Examine the data line by line and report how many lines include the word "player", with no additional output.
START Exercise data
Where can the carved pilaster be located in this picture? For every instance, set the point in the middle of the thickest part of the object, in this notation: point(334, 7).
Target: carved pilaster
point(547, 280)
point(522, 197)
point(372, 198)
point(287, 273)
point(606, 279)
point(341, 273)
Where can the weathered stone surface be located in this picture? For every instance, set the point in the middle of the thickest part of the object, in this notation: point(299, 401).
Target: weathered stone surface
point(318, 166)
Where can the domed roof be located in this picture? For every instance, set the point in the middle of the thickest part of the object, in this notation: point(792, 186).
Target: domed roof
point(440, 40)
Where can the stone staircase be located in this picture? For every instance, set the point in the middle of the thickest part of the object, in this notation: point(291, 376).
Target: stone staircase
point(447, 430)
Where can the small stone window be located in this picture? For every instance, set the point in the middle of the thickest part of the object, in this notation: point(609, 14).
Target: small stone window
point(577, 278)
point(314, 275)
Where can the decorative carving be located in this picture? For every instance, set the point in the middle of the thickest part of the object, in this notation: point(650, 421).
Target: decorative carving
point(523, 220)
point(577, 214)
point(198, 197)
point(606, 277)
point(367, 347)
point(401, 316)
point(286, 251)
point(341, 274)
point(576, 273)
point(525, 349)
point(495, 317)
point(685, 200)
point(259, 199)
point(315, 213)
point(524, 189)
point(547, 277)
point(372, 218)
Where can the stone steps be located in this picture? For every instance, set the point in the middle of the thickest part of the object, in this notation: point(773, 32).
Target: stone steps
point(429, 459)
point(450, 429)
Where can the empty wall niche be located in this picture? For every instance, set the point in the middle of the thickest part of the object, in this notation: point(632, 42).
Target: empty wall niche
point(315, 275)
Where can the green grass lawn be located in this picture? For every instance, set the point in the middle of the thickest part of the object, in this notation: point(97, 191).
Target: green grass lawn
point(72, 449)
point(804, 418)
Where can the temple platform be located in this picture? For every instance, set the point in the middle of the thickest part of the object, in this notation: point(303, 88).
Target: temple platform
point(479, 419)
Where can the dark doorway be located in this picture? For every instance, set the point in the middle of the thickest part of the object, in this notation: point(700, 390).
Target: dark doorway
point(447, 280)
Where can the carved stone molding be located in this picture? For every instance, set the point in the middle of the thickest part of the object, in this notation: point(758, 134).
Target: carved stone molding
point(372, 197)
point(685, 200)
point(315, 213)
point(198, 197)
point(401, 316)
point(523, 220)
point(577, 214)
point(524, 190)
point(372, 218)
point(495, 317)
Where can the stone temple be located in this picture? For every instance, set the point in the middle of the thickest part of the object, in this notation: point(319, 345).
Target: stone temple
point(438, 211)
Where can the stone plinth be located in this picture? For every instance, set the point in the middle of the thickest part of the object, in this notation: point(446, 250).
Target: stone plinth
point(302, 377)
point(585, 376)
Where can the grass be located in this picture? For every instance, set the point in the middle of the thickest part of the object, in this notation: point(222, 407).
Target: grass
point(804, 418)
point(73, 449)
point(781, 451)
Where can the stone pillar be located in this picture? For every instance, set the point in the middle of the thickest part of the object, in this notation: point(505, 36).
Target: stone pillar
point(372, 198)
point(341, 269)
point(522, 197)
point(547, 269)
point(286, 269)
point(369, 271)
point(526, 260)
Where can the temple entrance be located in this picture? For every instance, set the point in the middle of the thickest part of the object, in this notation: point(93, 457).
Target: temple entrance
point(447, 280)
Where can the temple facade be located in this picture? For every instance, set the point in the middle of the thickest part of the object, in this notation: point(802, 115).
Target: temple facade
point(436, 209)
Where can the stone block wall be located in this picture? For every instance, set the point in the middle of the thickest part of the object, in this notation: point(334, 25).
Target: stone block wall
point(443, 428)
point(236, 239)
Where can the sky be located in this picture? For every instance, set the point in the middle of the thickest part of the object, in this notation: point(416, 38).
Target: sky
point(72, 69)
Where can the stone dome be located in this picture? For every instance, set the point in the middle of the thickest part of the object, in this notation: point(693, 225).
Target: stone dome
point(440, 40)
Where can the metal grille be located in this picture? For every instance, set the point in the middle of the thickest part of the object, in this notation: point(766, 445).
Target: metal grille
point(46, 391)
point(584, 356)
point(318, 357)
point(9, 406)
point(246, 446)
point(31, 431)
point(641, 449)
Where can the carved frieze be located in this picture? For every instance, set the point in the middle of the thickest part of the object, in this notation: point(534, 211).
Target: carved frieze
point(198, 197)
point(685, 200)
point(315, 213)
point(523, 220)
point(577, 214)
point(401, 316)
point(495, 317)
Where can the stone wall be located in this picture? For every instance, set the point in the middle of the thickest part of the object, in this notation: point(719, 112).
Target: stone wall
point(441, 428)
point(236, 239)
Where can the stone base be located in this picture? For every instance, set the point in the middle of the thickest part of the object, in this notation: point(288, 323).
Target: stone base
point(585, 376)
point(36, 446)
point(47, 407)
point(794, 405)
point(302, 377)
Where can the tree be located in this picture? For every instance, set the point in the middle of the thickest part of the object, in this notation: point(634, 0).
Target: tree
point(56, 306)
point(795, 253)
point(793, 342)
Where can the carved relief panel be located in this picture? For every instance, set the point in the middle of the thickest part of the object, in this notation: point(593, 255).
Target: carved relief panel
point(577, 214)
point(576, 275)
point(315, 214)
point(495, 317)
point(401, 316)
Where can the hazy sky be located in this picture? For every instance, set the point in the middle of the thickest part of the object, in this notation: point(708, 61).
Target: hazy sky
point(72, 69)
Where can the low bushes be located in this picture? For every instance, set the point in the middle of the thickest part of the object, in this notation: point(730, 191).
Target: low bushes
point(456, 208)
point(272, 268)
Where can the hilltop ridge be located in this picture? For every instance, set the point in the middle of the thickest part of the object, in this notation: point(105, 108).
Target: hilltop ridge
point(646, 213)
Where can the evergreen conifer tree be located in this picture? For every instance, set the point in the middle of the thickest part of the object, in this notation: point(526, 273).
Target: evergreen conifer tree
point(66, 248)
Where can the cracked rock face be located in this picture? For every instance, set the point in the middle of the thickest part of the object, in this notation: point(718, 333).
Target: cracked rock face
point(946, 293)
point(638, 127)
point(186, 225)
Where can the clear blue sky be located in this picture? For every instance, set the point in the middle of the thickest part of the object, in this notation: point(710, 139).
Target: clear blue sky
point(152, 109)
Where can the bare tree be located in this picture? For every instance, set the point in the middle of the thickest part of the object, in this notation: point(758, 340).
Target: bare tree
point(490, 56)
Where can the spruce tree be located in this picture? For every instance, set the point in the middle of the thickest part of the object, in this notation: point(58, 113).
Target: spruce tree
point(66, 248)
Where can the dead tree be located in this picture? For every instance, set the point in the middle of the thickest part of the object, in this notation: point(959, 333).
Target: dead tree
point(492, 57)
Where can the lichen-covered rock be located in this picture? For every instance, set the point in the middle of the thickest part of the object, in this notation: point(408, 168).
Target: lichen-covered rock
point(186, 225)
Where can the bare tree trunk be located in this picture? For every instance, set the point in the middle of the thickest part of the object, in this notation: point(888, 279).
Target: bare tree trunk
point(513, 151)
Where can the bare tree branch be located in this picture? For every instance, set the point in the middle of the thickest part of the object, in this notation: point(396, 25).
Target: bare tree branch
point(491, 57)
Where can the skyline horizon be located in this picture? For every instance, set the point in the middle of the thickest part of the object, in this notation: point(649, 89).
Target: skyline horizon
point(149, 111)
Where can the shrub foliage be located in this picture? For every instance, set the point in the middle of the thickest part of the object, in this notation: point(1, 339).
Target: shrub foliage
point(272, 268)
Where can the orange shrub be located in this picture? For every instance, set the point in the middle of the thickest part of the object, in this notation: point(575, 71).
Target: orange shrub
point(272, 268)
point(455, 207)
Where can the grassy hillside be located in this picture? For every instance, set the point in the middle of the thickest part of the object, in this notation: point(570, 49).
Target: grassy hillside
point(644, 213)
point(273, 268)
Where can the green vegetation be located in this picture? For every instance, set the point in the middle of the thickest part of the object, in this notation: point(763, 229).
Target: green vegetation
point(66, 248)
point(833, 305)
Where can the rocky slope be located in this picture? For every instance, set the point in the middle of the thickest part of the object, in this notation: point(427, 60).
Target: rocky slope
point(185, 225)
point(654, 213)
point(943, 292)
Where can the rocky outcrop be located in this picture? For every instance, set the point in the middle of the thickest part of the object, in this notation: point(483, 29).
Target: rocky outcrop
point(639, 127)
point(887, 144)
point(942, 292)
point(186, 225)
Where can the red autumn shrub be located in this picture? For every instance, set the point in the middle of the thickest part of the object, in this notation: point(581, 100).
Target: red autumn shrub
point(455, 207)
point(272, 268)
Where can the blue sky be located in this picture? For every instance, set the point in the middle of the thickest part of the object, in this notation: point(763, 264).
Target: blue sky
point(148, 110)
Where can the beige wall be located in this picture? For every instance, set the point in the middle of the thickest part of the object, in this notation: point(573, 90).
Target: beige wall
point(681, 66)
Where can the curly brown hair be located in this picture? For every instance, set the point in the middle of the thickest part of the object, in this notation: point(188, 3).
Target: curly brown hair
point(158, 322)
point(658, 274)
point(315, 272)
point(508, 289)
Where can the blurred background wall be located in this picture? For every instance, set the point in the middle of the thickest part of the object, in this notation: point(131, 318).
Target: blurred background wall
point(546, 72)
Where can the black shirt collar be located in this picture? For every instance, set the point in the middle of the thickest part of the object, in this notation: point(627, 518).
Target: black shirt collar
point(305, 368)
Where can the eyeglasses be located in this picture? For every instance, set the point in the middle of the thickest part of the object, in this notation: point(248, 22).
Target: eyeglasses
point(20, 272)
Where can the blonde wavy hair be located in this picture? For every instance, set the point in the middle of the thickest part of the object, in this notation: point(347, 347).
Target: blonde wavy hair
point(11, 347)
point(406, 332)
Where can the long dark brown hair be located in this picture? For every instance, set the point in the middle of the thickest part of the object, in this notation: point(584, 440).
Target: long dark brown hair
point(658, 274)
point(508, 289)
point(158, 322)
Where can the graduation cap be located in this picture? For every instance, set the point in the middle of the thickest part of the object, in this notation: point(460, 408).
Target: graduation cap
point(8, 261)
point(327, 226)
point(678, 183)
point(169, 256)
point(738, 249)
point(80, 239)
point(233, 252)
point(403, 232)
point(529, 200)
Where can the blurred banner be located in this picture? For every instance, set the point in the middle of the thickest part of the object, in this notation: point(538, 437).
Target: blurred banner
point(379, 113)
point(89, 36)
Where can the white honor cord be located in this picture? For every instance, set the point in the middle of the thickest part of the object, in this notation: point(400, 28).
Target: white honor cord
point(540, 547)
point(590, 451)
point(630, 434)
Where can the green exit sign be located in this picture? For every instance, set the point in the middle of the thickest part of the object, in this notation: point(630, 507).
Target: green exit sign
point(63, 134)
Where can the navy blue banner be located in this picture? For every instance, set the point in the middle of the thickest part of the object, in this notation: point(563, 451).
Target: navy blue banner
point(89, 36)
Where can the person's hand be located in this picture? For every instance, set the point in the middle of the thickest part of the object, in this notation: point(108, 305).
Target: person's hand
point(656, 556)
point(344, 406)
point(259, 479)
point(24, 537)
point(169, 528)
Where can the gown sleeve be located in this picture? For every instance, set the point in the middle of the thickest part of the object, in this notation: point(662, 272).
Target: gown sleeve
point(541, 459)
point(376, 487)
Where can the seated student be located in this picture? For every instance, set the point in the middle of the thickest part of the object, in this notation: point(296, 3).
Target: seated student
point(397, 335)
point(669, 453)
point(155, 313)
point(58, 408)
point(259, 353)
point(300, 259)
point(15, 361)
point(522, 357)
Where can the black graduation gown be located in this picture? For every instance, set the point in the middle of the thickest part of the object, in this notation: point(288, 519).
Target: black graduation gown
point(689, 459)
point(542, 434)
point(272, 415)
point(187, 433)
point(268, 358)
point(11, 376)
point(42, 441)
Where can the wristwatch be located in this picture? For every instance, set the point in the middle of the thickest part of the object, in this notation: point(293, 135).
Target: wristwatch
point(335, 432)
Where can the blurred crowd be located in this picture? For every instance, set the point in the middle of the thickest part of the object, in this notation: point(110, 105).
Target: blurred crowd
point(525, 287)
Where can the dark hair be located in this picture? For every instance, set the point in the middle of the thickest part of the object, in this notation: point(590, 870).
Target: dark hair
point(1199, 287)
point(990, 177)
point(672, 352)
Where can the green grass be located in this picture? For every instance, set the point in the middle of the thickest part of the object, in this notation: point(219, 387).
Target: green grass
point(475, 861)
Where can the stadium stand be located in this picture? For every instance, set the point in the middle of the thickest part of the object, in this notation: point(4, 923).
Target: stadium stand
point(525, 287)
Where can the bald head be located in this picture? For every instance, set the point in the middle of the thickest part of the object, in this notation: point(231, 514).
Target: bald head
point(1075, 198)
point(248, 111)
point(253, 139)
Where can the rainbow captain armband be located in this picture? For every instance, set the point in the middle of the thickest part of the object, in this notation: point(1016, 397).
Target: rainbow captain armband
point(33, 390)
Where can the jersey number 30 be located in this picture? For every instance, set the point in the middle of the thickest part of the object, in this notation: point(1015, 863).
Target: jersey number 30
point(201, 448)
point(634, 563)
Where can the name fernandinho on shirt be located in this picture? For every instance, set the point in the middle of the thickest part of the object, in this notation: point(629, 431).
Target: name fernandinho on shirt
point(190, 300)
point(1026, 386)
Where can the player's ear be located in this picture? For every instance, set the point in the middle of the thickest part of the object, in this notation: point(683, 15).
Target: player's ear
END Exercise data
> **Output of the exercise**: 2